Revise everything from the line containing "489, row 49." down to the line containing "column 284, row 193" by putting "uncovered leg" in place of "bare leg" and leaving everything else unchanged. Leave the pictures out of your answer.
----------------------------------------
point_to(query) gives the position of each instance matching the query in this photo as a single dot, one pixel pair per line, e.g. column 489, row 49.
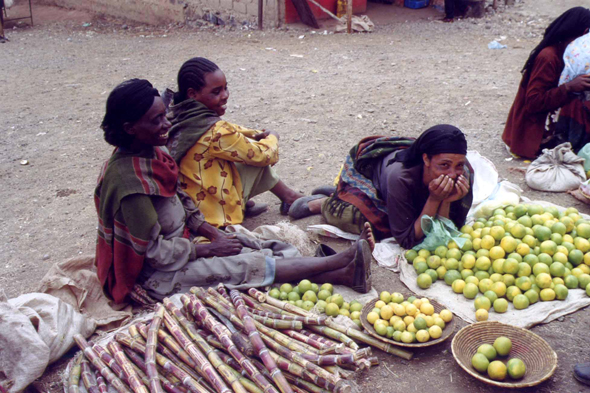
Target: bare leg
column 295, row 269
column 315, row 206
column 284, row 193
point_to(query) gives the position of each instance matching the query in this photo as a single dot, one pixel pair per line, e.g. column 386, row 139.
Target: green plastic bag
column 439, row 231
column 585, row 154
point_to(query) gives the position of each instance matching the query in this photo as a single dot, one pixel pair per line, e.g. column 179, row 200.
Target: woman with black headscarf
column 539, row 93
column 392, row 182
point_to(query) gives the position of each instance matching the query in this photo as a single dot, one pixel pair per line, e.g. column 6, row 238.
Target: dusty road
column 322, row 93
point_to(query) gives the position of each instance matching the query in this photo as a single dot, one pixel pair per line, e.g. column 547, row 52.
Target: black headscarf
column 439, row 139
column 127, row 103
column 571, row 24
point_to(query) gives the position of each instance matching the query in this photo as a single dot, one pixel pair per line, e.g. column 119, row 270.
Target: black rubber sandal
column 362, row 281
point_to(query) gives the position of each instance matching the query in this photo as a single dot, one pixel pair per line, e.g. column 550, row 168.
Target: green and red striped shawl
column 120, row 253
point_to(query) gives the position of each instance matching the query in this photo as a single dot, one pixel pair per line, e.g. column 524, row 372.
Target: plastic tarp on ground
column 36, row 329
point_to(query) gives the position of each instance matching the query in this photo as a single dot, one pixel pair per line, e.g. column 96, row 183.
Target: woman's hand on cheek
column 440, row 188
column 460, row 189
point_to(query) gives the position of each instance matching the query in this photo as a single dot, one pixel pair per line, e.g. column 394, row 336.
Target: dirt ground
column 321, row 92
----------------------------------------
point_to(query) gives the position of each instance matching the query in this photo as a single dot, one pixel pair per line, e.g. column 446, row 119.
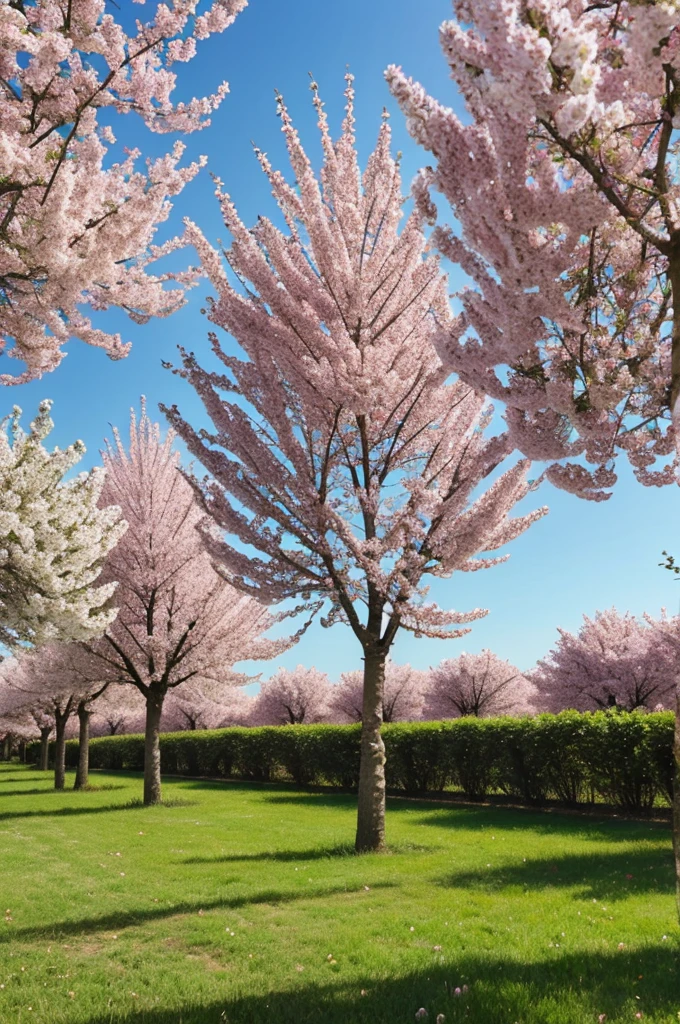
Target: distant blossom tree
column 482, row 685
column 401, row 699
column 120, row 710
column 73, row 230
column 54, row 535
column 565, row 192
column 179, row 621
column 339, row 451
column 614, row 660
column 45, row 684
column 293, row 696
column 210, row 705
----------------------------------------
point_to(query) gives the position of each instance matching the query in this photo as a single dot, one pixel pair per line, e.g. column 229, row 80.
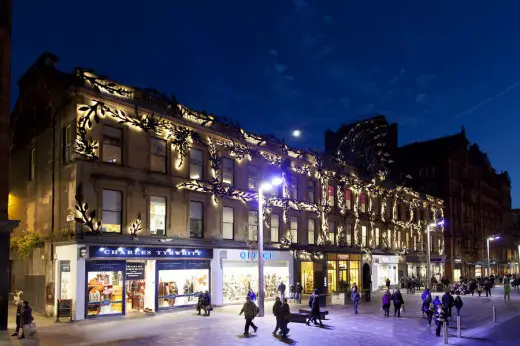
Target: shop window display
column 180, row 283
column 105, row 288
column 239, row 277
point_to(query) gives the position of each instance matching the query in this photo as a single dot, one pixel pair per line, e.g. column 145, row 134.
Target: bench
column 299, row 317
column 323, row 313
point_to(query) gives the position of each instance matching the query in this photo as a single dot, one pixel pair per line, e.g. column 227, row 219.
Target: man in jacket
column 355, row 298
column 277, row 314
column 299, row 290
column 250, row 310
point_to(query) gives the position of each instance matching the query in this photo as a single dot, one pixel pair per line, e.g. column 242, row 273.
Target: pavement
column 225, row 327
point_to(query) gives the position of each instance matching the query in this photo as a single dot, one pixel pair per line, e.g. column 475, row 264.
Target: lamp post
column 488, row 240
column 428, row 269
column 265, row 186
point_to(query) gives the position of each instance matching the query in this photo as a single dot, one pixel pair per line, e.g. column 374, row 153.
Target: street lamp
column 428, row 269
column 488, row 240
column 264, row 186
----------------------------------------
# THE COMPLETED TASK
point_to(query) gives the position of each instance matching the query in this photo as a single dot, one pixel pair per line, e.g. column 489, row 49.
Target: uncovered leg
column 295, row 269
column 315, row 206
column 284, row 193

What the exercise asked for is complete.